◆ Tasks and exercises
(a) Decide whether each statement agrees with the EMS Jeep Rubicon thread, answering yes or no and quoting the words from the thread that settle it: (i) the Jeep was bought for off-road events; (ii) the Jeep is meant for transporting patients; (iii) DesertMedic66 rides at Johnson Valley.
(b) Write the next part of the EMS Jeep Rubicon thread, picking up after its last line.

# EMS Jeep Rubicon



## chc1993 (Jan 6, 2012)

Photos of our new Jeep Wrangler Rubicon. Purchased for use at the frequent off-road related events we cover.


----------



## abckidsmom (Jan 6, 2012)

Nice.  Where do I sign up?  Is there any way to justify taking the roof off?


----------



## Handsome Robb (Jan 6, 2012)

That thing is badass. I'm with dana on this one, sign me up!

One question though. How are you supposed to extricate the patient? I'm guessing if access is that difficult it'll be an MEDEVAC situation.


----------



## chc1993 (Jan 6, 2012)

abckidsmom said:


> Nice.  Where do I sign up?  Is there any way to justify taking the roof off?



I wish!


----------



## chc1993 (Jan 6, 2012)

NVRob said:


> That thing is badass. I'm with dana on this one, sign me up!
> 
> One question though. How are you supposed to extricate the patient? I'm guessing if access is that difficult it'll be an MEDEVAC situation.



It's not really meant for transport. Generally an air ambulance would be used in remote areas. If the patient isn't on a backboard they can ride in the back seat to rendezvous with a box.


----------



## DesertMedic66 (Jan 6, 2012)

Yeah that would really help you guys out in the Johnson valley area.


----------



## chc1993 (Jan 6, 2012)

firefite said:


> Yeah that would really help you guys out in the Johnson valley area.



Definitely. We use that thing all over the county. Slash-X, etc.


----------



## Handsome Robb (Jan 6, 2012)

They wouldn't let me drive one if we had it. My boss has seen my Jeep and her Nevada pinstripes.


----------



## DesertMedic66 (Jan 6, 2012)

chc1993 said:


> Definitely. We use that thing all over the county. Slash-X, etc.



You guys need to drive that thing down to desert regional so I can take a look at it. 

I ride alot at Johnson Valley so I hope it never has to respond for me.


----------



## exodus (Jan 6, 2012)

I wanna take a ride 


---
I am here: http://maps.google.com/maps?ll=33.851657,-116.549099


----------



## shfd739 (Jan 6, 2012)

Nice Heap


----------



## downunderwunda (Jan 6, 2012)

Stored dataset items
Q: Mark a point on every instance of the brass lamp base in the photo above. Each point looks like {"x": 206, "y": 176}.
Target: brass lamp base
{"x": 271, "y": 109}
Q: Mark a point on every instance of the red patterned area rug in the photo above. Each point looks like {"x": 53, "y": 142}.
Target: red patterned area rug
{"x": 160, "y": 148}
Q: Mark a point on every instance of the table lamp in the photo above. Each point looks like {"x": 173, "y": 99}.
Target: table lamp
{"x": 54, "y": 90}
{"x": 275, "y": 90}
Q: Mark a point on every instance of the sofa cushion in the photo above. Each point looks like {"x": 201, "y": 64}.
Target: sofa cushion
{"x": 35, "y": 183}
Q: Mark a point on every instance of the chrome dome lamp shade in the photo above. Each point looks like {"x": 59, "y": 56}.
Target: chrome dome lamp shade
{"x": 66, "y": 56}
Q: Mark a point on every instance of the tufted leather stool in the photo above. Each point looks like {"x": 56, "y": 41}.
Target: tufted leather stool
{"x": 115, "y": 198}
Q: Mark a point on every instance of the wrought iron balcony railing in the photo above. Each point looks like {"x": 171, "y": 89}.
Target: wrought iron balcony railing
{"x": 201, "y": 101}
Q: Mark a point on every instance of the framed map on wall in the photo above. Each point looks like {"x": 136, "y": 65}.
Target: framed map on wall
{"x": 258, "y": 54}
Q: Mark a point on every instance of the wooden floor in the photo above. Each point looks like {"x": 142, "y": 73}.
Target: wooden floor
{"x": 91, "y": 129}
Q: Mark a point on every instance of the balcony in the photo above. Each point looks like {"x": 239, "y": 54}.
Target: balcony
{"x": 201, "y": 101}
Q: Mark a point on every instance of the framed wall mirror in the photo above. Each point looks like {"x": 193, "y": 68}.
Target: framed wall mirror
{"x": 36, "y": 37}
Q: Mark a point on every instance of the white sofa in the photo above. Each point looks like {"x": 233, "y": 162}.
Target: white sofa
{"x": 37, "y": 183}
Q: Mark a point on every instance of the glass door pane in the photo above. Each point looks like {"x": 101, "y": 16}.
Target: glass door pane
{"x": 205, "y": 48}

◆ Responses to the exercise
(a)
(i) Yes: "Purchased for use at the frequent off-road related events we cover."
(ii) No: "It's not really meant for transport."
(iii) Yes: "I ride alot at Johnson Valley"

(b)
Sorry to say it looks really impractical. We have Toyota land cruisers that will allow transport of the patient. The only time it impractical is in a cardiac arrest.


----------



## DesertMedic66 (Jan 6, 2012)

downunderwunda said:


> Sorry to say it looks really impractical. We have Toyota land cruisers that will allow transport of the patient. The only time it impractical is in a cardiac arrest.



They cover a huge area that is used for all different kinds of off-road races with all different terrain (from hard dirt to extremely soft sand to rocks). Injured people get flown out from there alot (from what ive heard). If they don't need to be flown out then they are probably good to go in the jeep. 

For their area (having gone there alot myself) I think it is practical.


----------



## BEorP (Jan 6, 2012)

firefite said:


> They cover a huge area that is used for all different kinds of off-road races with all different terrain (from hard dirt to extremely soft sand to rocks). Injured people get flown out from there alot (from what ive heard). If they don't need to be flown out then they are probably good to go in the jeep.
> 
> For their area (having gone there alot myself) I think it is practical.



If you're spending the money on a fancy 4x4, why not have it so you can transport a patient just in case? 

Even thinking of in a disaster or MCI setting, a properly stocked 4x4 ambulance could be put into service as a front line ambulance if it could carry a patient.


----------



## DesertMedic66 (Jan 6, 2012)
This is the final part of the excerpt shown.